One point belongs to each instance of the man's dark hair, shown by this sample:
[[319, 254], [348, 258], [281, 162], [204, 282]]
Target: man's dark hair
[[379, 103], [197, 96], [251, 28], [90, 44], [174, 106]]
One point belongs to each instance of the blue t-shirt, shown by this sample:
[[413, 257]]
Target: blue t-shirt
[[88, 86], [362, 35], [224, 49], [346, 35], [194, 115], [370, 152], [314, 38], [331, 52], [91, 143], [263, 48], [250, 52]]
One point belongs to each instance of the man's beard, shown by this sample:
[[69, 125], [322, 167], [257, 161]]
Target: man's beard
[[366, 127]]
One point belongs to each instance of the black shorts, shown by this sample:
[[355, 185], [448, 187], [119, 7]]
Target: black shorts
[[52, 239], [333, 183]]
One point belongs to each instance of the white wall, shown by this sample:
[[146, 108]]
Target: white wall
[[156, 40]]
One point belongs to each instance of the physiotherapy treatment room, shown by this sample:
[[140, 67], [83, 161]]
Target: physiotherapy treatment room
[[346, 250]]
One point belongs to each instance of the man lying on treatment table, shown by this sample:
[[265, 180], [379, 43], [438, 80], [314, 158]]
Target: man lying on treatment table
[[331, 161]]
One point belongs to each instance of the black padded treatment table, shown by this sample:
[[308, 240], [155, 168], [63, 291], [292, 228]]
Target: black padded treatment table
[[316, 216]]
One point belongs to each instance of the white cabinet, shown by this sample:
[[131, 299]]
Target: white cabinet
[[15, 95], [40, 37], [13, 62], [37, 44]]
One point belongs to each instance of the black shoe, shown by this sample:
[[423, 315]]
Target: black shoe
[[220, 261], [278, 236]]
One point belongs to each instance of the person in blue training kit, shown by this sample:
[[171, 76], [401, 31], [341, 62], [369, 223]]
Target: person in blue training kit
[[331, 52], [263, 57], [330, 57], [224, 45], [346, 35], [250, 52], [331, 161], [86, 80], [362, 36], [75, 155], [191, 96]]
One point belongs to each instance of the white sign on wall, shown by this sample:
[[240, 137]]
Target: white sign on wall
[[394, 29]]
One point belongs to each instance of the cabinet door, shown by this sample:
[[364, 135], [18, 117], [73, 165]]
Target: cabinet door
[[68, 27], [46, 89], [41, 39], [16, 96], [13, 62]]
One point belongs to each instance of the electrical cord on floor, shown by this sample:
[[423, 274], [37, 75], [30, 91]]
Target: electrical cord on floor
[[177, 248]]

+++

What you should do:
Rewrite all the records above, changing every "Target" to "Label" and leaving everything else the same.

Right answer:
One point belongs to each instance of the man's dark hair, shown by this sample:
[[319, 254], [348, 258], [281, 162], [204, 282]]
Label: man's dark hair
[[379, 103], [197, 96], [251, 28], [90, 44], [174, 106]]
One point belongs to each instance of the blue t-shirt, shown by this sample:
[[413, 257]]
Label: blue t-shirt
[[88, 86], [362, 35], [224, 49], [346, 35], [194, 115], [370, 152], [314, 38], [331, 52], [91, 143], [263, 48], [250, 52]]
One point belongs to each instance of the man's beard, shown by this sample:
[[69, 125], [322, 167], [257, 161]]
Label: man's beard
[[366, 127]]
One point belongs to each instance of the black shorts, shown by this sample:
[[355, 185], [448, 187], [119, 7]]
Label: black shorts
[[52, 239], [333, 183]]
One point belongs to each instance of the white wall, shown by this sample:
[[146, 108]]
Label: white wall
[[156, 40]]
One point belongs to each instance of the physiotherapy treatment room, shown by this sample:
[[140, 67], [83, 161]]
Label: physiotherapy treatment room
[[346, 250]]
One point belongs to each instance of the man lying on treatment table, shown by this sample:
[[265, 180], [379, 43], [438, 80], [314, 158]]
Label: man lying on treatment table
[[331, 161]]
One point belongs to each instance of the black padded treatment table, shown by this sample:
[[308, 240], [155, 168], [63, 291], [292, 228]]
Label: black padded treatment table
[[316, 216]]
One point belongs to each instance of the white cabinet, shown by this sample:
[[131, 299]]
Label: white cabinet
[[15, 95], [40, 37], [13, 62], [37, 44]]
One point belongs to each instance of the black shoe, shown by this sample:
[[423, 315]]
Label: black shoe
[[220, 261], [278, 236]]
One point belongs to each instance of the person in blue training kit, shown by this sample:
[[171, 76], [401, 31], [341, 62], [369, 223]]
Label: person in blue training kit
[[331, 52], [263, 57], [330, 57], [224, 45], [346, 35], [250, 52], [331, 161], [86, 80], [362, 36], [75, 155], [191, 96]]
One point belongs to each instance of the white sign on wall, shown by this sample:
[[240, 137]]
Label: white sign on wall
[[394, 29]]
One point belongs to each instance of the cabinet door, shown by this sample:
[[364, 135], [18, 117], [73, 165]]
Label: cabinet door
[[68, 27], [46, 89], [41, 39], [16, 96], [13, 62]]
One point belongs to each instance of the electrical cord on floor, shown by this sample:
[[423, 274], [37, 75], [30, 91]]
Label: electrical cord on floor
[[177, 248]]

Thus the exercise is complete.